**Material for this exercise:**
══════════

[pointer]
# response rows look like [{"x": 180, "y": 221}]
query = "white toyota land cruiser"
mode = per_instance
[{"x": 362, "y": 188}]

══════════

**Required work:**
Put every line of the listing above into a numbered list, skipping any blank lines.

**Answer to this problem:**
1. [pointer]
2. # response rows look like [{"x": 180, "y": 221}]
3. query = "white toyota land cruiser"
4. mode = per_instance
5. [{"x": 362, "y": 188}]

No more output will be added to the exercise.